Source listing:

━━━━━━━━━━━━━━━━

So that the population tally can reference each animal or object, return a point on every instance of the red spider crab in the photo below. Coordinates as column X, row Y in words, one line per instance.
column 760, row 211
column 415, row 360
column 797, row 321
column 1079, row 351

━━━━━━━━━━━━━━━━

Copy out every line of the listing above word for word.

So that the population tally can reference each animal or object, return a point on every instance of the red spider crab in the photo below. Coordinates as column X, row Y in words, one line per instance.
column 760, row 211
column 415, row 360
column 797, row 321
column 1079, row 351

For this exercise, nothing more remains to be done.